§ SELECTED EXCERPT
= = = =
In this publication, we focus on a full dissection of the ValleyRAT modular system. We describe the builder, outline our extraction and analysis methodology, and provide detailed explanations for every plugin used by the malware. We also include an in-depth analysis of one of the most interesting components, the “ **Driver Plugin**”, which embeds a kernel-mode **rootkit**. Special attention is given to the rootkit and its user-mode client, along with the techniques they implement. Finally, with carefully crafted detection rules for all plugins, we present their in-the-wild detection statistics based on both our internal telemetry and public services.

The first interesting repository we identified is related to the ValleyRAT builder, which also functions as a C2 panel and has been publicly available since March 2025. Below is a comparison between the original Chinese repository and its translated version.

The claim about the “ **Effective date: March 25, 2025**” mentioned in the repository structure (with the builder archive itself uploaded on March 26, 2025) correlates with the PE compilation timestamp of the builder: **Wednesday, 26.03.2025 04:10:15 UTC**. This suggests that it is likely one of the latest versions of the ValleyRAT builder.

The second repository, which is slightly older (June 2024), contains development artifacts related to the ValleyRAT plugin system, including Visual Studio solutions and project structures ( **without source code**). A translated version of this repository can be seen below.
= = = =
§ DATA EXTRACT
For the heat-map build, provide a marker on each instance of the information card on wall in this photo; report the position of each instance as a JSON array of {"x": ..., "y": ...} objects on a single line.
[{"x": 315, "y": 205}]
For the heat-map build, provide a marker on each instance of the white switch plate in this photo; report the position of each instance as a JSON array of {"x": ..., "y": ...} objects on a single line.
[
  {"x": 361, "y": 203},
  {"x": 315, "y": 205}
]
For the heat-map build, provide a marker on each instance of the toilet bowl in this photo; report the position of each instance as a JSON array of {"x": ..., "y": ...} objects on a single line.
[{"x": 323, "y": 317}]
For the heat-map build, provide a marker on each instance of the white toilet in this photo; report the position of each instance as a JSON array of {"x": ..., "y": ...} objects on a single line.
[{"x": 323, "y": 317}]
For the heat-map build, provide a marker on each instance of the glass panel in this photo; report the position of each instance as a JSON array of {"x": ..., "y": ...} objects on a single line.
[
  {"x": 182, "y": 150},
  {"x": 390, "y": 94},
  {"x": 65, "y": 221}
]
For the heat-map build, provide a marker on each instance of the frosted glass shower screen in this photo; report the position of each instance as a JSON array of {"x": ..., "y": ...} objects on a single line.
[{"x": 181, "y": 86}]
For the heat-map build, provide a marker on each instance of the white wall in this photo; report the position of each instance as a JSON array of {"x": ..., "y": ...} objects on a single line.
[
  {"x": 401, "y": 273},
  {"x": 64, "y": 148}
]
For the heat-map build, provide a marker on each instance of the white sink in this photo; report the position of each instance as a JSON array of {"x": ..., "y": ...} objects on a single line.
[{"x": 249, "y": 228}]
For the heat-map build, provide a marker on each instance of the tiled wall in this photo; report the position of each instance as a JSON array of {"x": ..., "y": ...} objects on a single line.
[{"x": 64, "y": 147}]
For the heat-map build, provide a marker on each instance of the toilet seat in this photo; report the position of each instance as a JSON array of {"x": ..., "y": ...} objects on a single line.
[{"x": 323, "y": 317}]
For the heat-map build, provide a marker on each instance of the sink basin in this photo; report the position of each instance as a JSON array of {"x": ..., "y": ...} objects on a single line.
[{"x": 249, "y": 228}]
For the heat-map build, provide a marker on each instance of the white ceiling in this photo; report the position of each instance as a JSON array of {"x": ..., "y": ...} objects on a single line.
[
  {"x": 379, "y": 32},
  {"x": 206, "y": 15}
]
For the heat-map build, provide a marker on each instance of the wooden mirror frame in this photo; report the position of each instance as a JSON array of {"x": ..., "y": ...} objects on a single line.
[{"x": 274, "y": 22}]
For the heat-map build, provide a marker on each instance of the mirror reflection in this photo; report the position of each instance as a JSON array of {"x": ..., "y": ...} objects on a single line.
= = = =
§ WHAT IS ASKED
Carry on the ValleyRAT analysis from its final sentence. The items were taken from a separate source.

§ THE ANSWER
The fact that the development structure (without source code) has been publicly available for a while suggests that the **leaked ValleyRAT source code** itself has probably been circulating in the wild as well.

Both repositories are in Chinese, and as an initial step, we focused on the one containing the Visual Studio structure. We then attempted to locate matching artifacts inside the compiled builder package from the first repository.

While the development structure referenced both “ **main**” and “ **auxiliary**” plugins, only the compiled “ **main**” plugins were present inside the builder’s PE resources.

During the analysis of the development structure, one component immediately stood out: a plugin named “ **Driver Plugin**”, which appears to include a kernel‑mode driver component.

We were later able to locate this compiled plugin inside the builder’s resources.

The “Driver Plugin” is a DLL that acts as a user‑mode client for an embedded rootkit driver. Its original filename can be recovered from the Export Directory.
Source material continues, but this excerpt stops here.